• **Document extract**:
>>>>

Viewpoint

David Hunt: Innovation in schooling should be encouraged, not shutdown

Ontario’s independent schools operate in a regulatory vacuum
Tristan Fletcher, left, seven-years-old, works on math lessons with his mother Lisa Marie, and brothers Sebastian, 2, and William, 11, at the Whitby Central Library in Whitby, Ont. on Tuesday, August 11, 2015. Darren Calabrese/The Canadian Press.

A learning pod is making front-page news in Niagara Falls, Ontario after the Toronto Star broke the “unique situation”, reporting health and safety concerns about masks and social distancing. But what the coverage masks is the real story, so let’s skip past pandemic politics and get straight to education policy.

A spokeswoman for Ontario’s minister of education said, “50 kids congregating in a building—that’s not homeschooling, that’s private schooling.” And now, the province is threatening learning pod organizers with a $250,000 fine and jail time over their activities.

This is wrong. And, more critically, the ministerial spokesperson’s false assertion about “private schooling” exposes deeper issues.

<<<<

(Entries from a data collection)
>>>>

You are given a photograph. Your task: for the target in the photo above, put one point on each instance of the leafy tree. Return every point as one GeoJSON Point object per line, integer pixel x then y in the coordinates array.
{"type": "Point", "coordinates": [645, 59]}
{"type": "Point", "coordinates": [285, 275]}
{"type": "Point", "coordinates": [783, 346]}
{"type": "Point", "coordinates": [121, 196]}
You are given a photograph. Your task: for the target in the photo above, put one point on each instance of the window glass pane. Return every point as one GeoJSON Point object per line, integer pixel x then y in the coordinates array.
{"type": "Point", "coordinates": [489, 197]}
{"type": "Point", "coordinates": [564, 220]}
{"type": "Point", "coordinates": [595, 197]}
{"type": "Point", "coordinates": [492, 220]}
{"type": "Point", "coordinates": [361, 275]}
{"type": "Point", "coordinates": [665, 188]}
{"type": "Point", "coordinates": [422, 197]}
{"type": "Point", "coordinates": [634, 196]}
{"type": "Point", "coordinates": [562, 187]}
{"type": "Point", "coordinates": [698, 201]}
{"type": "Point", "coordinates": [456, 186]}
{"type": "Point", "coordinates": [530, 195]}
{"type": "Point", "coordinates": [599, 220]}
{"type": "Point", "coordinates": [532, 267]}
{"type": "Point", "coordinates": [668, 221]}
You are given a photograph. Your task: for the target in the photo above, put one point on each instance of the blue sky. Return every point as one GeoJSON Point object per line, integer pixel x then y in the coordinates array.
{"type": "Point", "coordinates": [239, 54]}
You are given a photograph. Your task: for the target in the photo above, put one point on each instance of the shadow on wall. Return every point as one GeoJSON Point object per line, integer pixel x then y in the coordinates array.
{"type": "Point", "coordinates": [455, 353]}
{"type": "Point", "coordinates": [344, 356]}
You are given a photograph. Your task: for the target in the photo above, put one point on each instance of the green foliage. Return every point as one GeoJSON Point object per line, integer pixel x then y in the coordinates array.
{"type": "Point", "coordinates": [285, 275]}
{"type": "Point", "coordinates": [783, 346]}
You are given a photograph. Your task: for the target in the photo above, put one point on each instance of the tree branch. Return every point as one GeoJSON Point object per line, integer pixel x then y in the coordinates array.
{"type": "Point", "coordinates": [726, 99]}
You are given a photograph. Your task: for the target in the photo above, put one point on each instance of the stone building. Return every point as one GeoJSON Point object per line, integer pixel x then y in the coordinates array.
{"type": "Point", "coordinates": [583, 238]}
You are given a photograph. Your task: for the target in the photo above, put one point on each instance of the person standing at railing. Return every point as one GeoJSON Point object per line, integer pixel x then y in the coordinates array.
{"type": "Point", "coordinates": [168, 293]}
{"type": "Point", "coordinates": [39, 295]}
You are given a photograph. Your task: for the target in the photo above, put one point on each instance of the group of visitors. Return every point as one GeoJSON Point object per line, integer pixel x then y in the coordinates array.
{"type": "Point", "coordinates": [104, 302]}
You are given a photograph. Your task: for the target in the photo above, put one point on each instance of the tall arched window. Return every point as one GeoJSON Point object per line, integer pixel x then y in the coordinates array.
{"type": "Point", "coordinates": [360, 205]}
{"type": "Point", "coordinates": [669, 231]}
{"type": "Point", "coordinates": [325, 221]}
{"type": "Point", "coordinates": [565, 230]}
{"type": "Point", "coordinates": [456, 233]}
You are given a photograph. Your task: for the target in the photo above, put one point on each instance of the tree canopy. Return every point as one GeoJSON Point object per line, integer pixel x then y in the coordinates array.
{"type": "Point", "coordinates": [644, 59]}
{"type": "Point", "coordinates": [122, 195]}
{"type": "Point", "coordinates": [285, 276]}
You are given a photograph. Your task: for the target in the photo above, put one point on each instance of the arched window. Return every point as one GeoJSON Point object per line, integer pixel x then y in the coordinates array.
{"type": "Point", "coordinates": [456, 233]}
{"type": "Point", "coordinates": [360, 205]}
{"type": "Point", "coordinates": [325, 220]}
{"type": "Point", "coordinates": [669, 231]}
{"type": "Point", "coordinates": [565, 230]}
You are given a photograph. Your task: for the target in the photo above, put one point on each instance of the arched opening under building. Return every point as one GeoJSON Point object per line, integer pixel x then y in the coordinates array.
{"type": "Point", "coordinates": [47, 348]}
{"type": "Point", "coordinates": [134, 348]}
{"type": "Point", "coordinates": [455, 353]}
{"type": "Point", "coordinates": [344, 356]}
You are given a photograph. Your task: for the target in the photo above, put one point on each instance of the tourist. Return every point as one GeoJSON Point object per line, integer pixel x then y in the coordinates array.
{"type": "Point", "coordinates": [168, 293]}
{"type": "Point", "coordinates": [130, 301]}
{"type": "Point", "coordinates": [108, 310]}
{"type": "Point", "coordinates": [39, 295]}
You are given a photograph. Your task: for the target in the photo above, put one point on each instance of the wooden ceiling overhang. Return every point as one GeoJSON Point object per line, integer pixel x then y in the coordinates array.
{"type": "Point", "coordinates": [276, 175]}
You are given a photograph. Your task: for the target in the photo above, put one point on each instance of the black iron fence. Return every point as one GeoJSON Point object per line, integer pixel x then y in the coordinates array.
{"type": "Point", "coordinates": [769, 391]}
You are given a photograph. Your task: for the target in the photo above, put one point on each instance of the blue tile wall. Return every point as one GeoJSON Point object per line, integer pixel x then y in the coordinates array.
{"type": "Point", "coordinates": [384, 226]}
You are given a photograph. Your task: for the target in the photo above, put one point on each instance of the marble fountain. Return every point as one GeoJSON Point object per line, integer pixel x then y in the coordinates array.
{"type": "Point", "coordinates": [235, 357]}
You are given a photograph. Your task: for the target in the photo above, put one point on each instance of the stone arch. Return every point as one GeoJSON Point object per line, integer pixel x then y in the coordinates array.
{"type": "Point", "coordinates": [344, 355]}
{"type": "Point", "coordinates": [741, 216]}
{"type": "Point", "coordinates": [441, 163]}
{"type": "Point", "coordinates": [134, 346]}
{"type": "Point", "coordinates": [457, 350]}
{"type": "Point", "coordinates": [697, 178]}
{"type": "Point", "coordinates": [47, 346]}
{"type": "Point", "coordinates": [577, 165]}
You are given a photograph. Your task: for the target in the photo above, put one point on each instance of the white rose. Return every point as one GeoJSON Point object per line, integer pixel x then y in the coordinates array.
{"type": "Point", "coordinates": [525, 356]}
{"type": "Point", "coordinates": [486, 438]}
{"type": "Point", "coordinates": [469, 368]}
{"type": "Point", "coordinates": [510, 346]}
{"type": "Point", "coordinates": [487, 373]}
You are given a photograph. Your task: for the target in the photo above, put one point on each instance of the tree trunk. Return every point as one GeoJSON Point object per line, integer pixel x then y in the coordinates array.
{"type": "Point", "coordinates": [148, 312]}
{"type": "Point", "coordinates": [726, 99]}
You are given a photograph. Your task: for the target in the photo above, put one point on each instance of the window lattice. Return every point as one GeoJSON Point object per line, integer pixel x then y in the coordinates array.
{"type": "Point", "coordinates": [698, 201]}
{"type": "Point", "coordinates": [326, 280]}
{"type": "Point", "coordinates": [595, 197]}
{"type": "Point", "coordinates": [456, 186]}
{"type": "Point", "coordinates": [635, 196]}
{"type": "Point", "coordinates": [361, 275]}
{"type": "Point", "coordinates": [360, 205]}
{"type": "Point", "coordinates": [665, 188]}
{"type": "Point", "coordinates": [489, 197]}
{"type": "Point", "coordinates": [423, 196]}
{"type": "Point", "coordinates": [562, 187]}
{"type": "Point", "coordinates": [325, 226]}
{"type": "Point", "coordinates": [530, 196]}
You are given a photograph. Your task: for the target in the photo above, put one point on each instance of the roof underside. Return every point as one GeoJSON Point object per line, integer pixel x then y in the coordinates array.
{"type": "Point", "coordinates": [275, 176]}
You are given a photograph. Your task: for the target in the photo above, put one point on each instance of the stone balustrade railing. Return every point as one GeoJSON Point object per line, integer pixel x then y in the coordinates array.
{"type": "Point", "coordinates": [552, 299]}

<<<<
>>>>

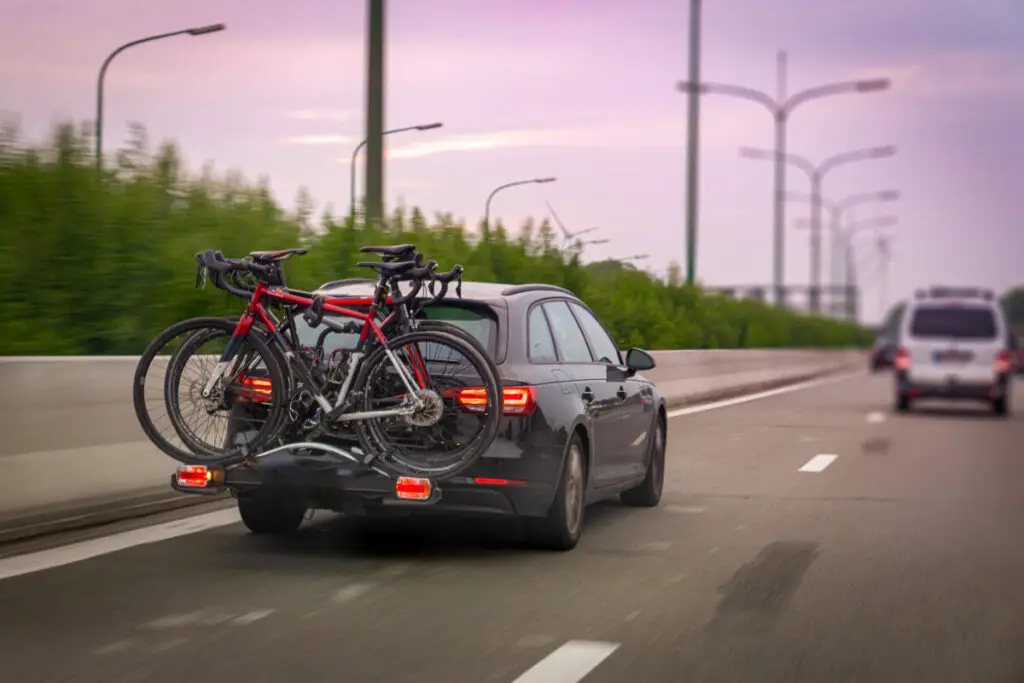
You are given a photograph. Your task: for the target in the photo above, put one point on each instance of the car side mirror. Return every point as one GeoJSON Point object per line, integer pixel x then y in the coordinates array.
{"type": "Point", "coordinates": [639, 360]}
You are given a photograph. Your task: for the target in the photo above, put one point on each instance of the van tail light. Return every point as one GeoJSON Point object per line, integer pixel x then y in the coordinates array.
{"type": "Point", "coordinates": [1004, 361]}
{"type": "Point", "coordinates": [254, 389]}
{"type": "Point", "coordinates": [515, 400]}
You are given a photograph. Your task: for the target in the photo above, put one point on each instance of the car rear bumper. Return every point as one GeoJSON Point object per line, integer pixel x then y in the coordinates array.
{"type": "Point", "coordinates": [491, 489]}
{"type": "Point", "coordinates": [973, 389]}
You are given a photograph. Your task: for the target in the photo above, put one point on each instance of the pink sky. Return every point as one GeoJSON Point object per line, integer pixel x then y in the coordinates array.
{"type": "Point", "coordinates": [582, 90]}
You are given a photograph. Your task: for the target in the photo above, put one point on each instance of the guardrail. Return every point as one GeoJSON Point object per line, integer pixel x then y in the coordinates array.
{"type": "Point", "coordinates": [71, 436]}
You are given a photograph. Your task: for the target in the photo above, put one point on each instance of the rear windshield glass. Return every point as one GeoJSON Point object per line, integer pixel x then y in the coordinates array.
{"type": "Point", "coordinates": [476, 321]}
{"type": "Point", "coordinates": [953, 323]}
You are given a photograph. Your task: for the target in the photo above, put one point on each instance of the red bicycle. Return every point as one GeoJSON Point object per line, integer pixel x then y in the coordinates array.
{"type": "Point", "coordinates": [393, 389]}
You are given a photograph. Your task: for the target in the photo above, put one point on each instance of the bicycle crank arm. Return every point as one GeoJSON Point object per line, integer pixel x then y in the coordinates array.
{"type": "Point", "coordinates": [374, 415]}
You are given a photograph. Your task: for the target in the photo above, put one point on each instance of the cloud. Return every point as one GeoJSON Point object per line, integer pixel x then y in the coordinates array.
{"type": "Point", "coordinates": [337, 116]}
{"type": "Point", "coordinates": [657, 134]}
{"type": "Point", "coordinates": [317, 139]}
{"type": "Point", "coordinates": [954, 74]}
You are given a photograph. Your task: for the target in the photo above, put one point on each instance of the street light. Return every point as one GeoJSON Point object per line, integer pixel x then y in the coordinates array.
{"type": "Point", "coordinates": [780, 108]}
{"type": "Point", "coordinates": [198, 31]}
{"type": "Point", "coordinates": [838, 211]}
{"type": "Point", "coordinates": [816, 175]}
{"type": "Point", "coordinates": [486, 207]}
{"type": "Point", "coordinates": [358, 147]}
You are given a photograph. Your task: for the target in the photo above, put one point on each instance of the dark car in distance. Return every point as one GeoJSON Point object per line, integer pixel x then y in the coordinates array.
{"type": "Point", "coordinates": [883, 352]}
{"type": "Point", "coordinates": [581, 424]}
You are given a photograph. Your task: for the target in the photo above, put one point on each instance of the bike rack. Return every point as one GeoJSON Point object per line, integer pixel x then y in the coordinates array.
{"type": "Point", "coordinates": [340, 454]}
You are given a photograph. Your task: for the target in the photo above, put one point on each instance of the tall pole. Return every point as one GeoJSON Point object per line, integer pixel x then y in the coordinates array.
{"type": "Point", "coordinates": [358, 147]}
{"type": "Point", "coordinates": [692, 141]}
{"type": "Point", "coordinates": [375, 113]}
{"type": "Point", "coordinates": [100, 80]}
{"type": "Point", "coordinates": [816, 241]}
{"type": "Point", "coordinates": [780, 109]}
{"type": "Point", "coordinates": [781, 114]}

<<<<

• **Activities**:
**1)** Copy the learning pod article word for word, from "Ontario’s independent schools" through "to education policy.".
**2)** In the learning pod article, what penalties is the province threatening learning pod organizers with?
**3)** Write a two-sentence summary of the learning pod article.
These entries were drawn from a separate source and have no connection to the learning pod article.

• **Task solutions**:
**1)**
Ontario’s independent schools operate in a regulatory vacuum
Tristan Fletcher, left, seven-years-old, works on math lessons with his mother Lisa Marie, and brothers Sebastian, 2, and William, 11, at the Whitby Central Library in Whitby, Ont. on Tuesday, August 11, 2015. Darren Calabrese/The Canadian Press.

A learning pod is making front-page news in Niagara Falls, Ontario after the Toronto Star broke the “unique situation”, reporting health and safety concerns about masks and social distancing. But what the coverage masks is the real story, so let’s skip past pandemic politics and get straight to education policy.

**2)** A $250,000 fine and jail time.

**3)** A learning pod in Niagara Falls, Ontario, has drawn front-page coverage over health and safety concerns, and Ontario's education ministry now threatens its organizers with a $250,000 fine and jail time, with a spokeswoman calling it private schooling rather than homeschooling. The author calls this wrong and says the spokesperson's false assertion about "private schooling" exposes deeper issues in education policy.